[Data entries]
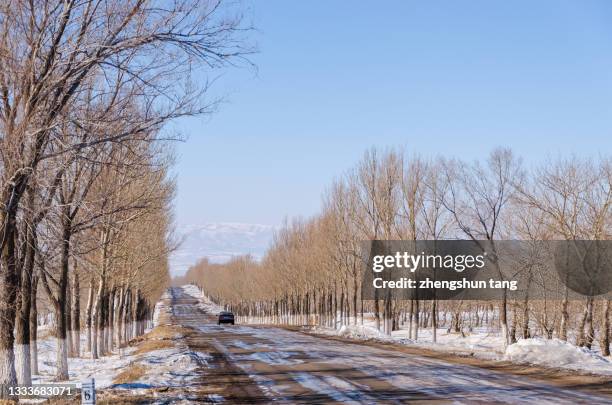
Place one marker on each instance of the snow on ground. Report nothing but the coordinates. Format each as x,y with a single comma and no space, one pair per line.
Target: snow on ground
103,369
558,354
482,343
167,367
435,378
205,304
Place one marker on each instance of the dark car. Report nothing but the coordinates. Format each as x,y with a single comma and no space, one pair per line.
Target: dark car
226,317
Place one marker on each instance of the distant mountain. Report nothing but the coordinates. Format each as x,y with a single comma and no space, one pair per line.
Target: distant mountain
219,242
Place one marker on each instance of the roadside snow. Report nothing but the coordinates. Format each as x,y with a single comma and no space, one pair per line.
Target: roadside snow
488,345
103,369
557,354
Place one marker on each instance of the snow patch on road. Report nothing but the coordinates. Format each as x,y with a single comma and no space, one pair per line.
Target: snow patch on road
557,354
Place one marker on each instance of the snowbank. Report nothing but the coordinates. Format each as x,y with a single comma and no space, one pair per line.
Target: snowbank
557,354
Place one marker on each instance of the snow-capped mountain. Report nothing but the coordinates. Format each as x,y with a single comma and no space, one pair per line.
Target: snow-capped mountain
219,242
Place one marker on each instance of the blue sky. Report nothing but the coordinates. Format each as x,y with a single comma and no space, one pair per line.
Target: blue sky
456,78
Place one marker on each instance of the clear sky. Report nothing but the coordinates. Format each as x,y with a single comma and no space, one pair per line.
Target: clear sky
436,77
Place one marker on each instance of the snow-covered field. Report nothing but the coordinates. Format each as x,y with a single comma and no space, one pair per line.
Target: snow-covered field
484,344
167,367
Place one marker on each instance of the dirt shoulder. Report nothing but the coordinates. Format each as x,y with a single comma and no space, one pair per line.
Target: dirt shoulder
557,377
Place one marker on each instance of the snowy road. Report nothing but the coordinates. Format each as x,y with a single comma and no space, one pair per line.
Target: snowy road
271,364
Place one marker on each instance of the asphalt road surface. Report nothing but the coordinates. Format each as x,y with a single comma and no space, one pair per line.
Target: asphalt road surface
254,364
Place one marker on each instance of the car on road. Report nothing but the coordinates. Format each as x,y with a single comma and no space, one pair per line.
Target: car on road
226,317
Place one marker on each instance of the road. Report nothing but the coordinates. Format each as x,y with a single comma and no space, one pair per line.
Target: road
253,364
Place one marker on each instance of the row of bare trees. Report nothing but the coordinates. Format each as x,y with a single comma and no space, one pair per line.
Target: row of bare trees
312,273
86,88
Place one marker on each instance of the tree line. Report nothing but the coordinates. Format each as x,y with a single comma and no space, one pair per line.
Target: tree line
312,272
86,90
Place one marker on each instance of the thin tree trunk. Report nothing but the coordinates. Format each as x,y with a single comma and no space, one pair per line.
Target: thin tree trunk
76,313
34,328
8,291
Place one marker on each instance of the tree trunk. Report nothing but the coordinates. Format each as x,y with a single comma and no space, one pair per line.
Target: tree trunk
76,313
88,314
22,327
564,318
8,291
605,330
34,328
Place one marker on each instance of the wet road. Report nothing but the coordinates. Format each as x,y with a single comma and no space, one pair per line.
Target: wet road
267,364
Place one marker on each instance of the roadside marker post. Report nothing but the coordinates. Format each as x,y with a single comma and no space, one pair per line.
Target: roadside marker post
88,392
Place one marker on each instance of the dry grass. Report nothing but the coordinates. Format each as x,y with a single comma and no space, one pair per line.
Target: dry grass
151,345
132,373
162,337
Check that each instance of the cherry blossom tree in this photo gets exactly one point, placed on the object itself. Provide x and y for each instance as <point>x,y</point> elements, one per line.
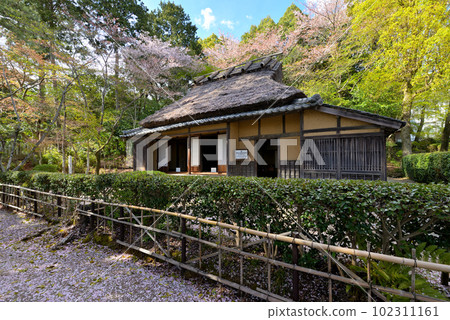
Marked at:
<point>153,64</point>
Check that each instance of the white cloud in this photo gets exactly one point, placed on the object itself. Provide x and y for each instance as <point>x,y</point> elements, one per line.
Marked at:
<point>228,23</point>
<point>208,19</point>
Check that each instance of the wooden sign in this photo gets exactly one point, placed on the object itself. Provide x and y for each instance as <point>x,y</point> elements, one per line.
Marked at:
<point>241,154</point>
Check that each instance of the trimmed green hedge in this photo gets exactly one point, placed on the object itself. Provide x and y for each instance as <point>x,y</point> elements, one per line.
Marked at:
<point>46,168</point>
<point>389,215</point>
<point>428,167</point>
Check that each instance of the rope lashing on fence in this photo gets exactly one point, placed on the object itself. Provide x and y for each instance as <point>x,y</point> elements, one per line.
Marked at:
<point>277,237</point>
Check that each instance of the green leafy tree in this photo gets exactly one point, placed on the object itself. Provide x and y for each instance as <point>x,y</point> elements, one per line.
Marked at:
<point>266,24</point>
<point>210,42</point>
<point>170,23</point>
<point>288,22</point>
<point>409,43</point>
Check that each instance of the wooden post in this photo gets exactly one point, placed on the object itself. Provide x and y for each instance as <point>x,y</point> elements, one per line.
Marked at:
<point>269,256</point>
<point>130,234</point>
<point>122,226</point>
<point>91,218</point>
<point>142,230</point>
<point>220,250</point>
<point>295,274</point>
<point>3,195</point>
<point>330,283</point>
<point>189,152</point>
<point>413,275</point>
<point>35,203</point>
<point>168,237</point>
<point>444,278</point>
<point>241,257</point>
<point>18,198</point>
<point>200,246</point>
<point>369,279</point>
<point>58,203</point>
<point>183,241</point>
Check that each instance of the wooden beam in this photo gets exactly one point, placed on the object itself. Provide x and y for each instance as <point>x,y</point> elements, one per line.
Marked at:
<point>361,117</point>
<point>228,148</point>
<point>338,129</point>
<point>189,151</point>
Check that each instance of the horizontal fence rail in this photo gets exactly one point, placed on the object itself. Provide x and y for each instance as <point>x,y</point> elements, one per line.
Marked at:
<point>207,247</point>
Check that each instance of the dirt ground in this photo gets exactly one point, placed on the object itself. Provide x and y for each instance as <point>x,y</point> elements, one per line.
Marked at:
<point>31,271</point>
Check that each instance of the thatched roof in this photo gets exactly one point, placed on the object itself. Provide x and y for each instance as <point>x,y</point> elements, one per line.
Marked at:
<point>244,88</point>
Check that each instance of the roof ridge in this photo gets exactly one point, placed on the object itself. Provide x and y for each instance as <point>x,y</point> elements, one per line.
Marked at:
<point>261,63</point>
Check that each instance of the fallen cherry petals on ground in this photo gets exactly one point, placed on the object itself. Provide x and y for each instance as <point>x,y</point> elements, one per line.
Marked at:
<point>31,271</point>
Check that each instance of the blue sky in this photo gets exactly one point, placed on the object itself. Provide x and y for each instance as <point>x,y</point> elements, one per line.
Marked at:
<point>232,17</point>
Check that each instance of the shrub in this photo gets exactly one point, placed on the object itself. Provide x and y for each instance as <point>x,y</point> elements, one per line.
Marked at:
<point>46,168</point>
<point>428,167</point>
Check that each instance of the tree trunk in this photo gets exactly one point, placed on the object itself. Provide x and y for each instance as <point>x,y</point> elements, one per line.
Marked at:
<point>421,124</point>
<point>446,131</point>
<point>116,77</point>
<point>98,158</point>
<point>63,144</point>
<point>87,159</point>
<point>405,133</point>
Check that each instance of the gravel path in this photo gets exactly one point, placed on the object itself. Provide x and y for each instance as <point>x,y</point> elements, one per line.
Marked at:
<point>30,271</point>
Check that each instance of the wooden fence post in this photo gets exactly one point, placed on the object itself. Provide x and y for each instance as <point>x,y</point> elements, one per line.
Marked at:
<point>183,243</point>
<point>369,279</point>
<point>241,258</point>
<point>330,283</point>
<point>58,203</point>
<point>91,218</point>
<point>18,198</point>
<point>413,275</point>
<point>35,203</point>
<point>122,226</point>
<point>295,273</point>
<point>4,195</point>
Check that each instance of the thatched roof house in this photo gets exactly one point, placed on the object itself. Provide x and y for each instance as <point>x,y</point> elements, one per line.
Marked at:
<point>245,121</point>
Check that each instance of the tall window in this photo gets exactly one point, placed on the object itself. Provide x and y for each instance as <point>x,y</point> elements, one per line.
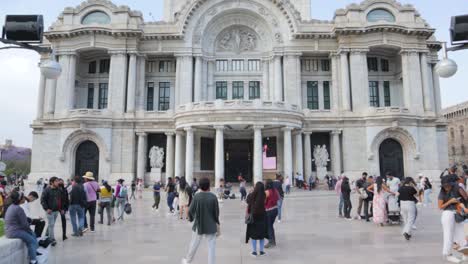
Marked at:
<point>325,65</point>
<point>237,90</point>
<point>150,97</point>
<point>312,95</point>
<point>90,101</point>
<point>374,93</point>
<point>326,95</point>
<point>254,90</point>
<point>372,64</point>
<point>104,66</point>
<point>387,97</point>
<point>92,67</point>
<point>164,96</point>
<point>221,90</point>
<point>103,95</point>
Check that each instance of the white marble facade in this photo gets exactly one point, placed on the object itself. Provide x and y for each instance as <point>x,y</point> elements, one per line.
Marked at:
<point>244,69</point>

#### [Exercise description]
In the entries above, the lines from the one bearing "Place one marker on each instance of the asphalt" up to and including the one bearing "Place one marker on each instance of the car" should be transcribed exactly; no other line is wanted.

#### [Written solution]
Place one marker on each instance of the asphalt road surface. Report nothing but the coordinates. Format each as x,y with a single comma and no space, one pair per line.
Target: asphalt road surface
254,364
Place one marker on each instance of the car on road. Report nothing but the coordinates. Format each as x,y with a single comma and no space, one pair per line.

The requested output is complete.